What you are asked to do: The lines to copy run from the one containing "Use the even-odd" through the last line of the listing; copy them exactly and nothing more.

....

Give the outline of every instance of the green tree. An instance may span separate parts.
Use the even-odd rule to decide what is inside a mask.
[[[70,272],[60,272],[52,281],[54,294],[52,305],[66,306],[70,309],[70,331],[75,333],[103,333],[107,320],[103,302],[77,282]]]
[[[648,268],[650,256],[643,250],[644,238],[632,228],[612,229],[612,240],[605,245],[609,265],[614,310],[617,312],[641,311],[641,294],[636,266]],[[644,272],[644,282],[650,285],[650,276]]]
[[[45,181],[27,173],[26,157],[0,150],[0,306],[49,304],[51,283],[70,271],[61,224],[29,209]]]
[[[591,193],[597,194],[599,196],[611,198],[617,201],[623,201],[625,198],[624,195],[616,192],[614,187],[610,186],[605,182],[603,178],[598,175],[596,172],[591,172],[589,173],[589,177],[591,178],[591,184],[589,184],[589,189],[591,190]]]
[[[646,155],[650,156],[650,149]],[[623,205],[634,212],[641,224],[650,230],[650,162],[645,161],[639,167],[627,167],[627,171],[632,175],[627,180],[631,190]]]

....

Solution:
Use the even-odd rule to decide what is inside a mask.
[[[70,272],[60,272],[52,281],[54,294],[52,305],[66,306],[70,309],[70,331],[75,333],[103,333],[107,320],[103,302],[77,282]]]
[[[648,268],[650,256],[643,250],[644,238],[632,228],[612,229],[612,240],[605,245],[609,265],[614,310],[617,312],[641,311],[641,294],[636,266]],[[644,272],[644,282],[650,285],[650,276]]]
[[[45,181],[27,173],[26,157],[0,150],[0,306],[49,304],[51,283],[70,271],[61,224],[29,209]]]
[[[591,193],[597,194],[599,196],[611,198],[617,201],[623,201],[625,198],[624,195],[616,192],[614,187],[610,186],[605,182],[603,178],[598,175],[596,172],[591,172],[589,173],[589,177],[591,178],[591,184],[589,184],[589,189],[591,190]]]
[[[646,155],[650,156],[650,149]],[[623,205],[634,212],[641,224],[650,230],[650,162],[645,161],[639,167],[627,167],[627,171],[632,175],[627,180],[631,190]]]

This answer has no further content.